EXERCISE DESCRIPTION ▸ With the pictures left out, restate every entry word for word.
*** INFORMATION SHOWN ***
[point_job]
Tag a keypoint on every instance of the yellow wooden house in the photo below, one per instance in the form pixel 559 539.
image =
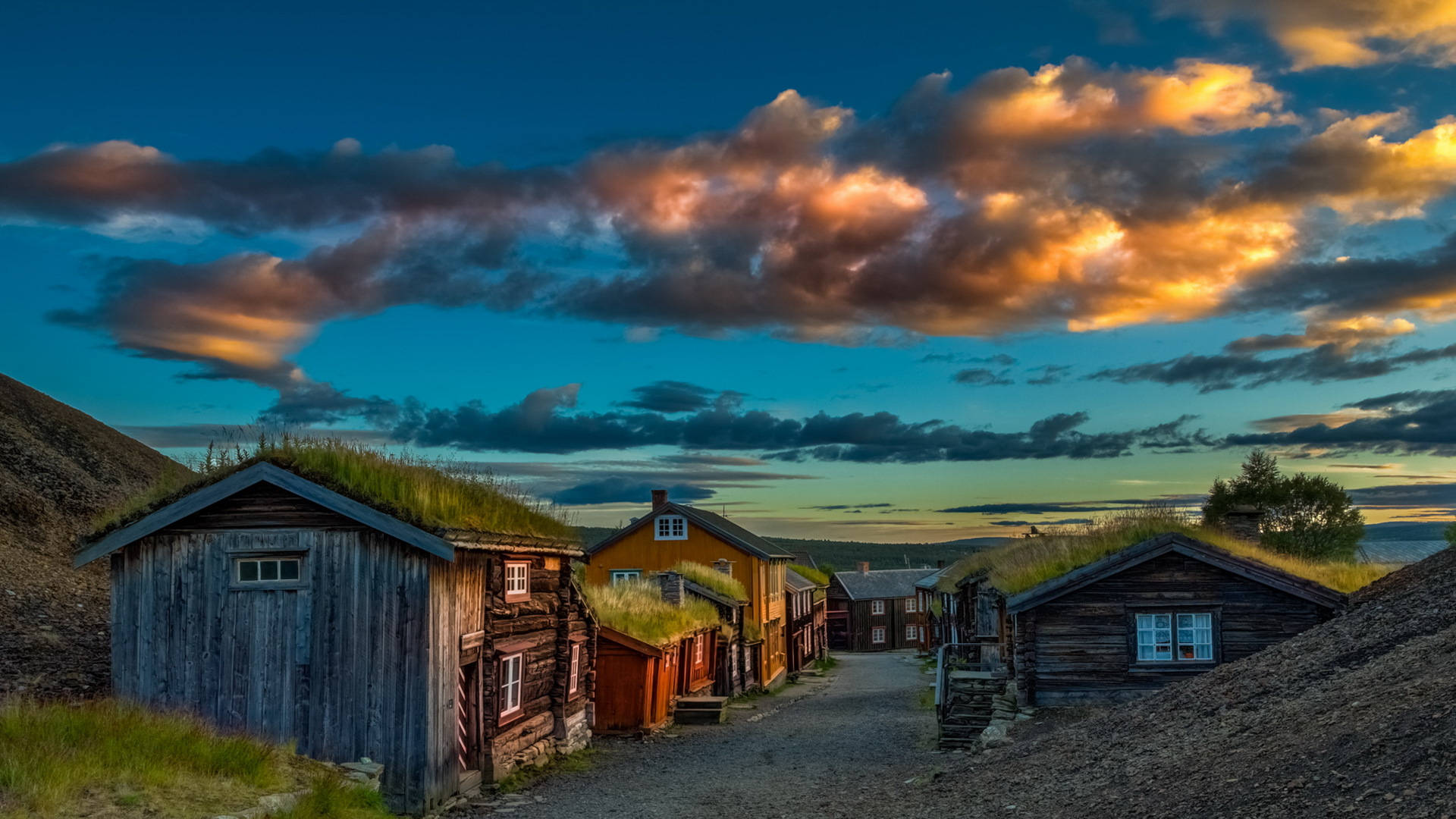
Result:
pixel 674 532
*** End of INFORMATION SHOWN ***
THE COMPLETED TASK ▸
[point_job]
Tag a keypoint on every instance of the yellow wooden house in the photo below, one per instance in the form pixel 559 539.
image =
Result:
pixel 674 532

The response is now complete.